*TASK PROMPT*:
Can you reproduce the items from the start through the line containing "[[297, 346]]", inclusive, shifting every point coordinate in the answers up by 71? Keep all the other text unchanged and leave the pictures out.
* Begin RECORDS FOR PROCESSING *
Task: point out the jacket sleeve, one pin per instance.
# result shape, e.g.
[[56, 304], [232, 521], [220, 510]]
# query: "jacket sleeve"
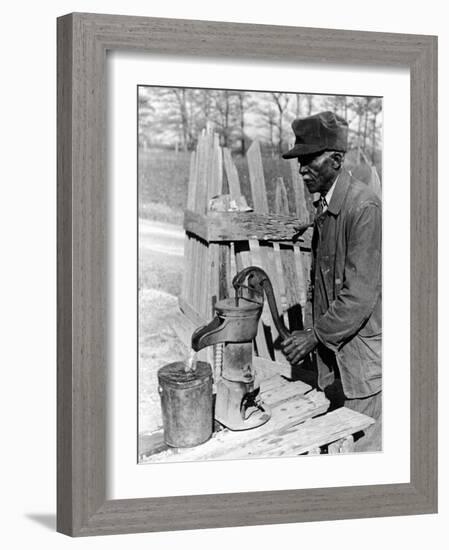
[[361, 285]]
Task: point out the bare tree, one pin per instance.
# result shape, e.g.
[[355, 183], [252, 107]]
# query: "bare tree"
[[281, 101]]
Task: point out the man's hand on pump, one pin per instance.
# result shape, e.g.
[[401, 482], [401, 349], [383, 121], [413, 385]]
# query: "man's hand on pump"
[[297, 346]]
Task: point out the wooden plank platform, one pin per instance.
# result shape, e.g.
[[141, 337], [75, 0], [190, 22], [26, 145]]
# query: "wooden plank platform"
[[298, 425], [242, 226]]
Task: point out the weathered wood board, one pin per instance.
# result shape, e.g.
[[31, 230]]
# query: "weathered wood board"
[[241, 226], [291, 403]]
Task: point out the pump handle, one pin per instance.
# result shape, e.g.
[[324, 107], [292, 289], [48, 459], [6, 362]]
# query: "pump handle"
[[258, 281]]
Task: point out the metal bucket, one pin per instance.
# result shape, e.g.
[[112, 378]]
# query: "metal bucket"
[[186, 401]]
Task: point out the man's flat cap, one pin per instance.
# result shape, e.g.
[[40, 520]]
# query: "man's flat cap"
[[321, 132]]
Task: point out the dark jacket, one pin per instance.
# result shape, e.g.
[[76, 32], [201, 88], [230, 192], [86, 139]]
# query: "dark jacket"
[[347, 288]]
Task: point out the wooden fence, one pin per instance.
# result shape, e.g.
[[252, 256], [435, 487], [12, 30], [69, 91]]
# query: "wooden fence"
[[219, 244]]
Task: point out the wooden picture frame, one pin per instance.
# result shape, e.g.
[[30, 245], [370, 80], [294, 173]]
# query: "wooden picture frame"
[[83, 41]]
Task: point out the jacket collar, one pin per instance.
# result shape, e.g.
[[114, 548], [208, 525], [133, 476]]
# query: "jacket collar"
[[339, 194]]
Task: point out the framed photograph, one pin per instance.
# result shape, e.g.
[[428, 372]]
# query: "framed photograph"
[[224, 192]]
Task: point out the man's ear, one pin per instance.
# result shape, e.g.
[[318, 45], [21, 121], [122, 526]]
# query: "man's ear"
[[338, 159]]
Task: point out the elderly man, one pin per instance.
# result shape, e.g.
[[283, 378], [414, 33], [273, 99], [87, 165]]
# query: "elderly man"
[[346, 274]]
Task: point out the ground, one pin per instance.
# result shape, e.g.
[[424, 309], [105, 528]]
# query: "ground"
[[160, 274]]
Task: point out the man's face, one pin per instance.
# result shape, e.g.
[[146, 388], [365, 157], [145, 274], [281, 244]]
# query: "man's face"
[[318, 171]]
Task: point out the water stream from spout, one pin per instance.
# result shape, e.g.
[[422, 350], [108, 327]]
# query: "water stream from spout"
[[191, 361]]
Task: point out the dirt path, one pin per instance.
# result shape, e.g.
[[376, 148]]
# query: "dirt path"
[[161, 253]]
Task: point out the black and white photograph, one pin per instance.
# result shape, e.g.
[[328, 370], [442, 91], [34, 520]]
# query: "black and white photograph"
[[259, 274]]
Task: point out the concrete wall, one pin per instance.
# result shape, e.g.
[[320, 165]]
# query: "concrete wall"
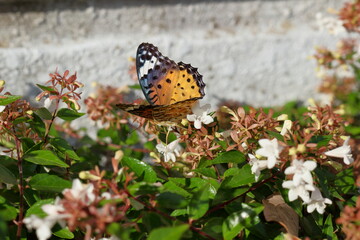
* End RECORDS FOR PROCESSING *
*ANSWER FOR THIS EXERCISE*:
Task: point out the jacket sleeve, one pin per instance.
# result shape, e.g.
[[56, 304], [232, 521], [220, 510]]
# query: "jacket sleeve"
[[432, 356]]
Task: point out the bare tree, one pin per instance.
# result shape, e.g.
[[355, 183], [252, 107]]
# query: "bare tree"
[[352, 172]]
Task: point out the man's hand on pump, one pin per instance.
# result shape, e.g.
[[401, 482], [401, 349], [383, 121], [413, 385]]
# query: "man's hand on pump"
[[368, 417]]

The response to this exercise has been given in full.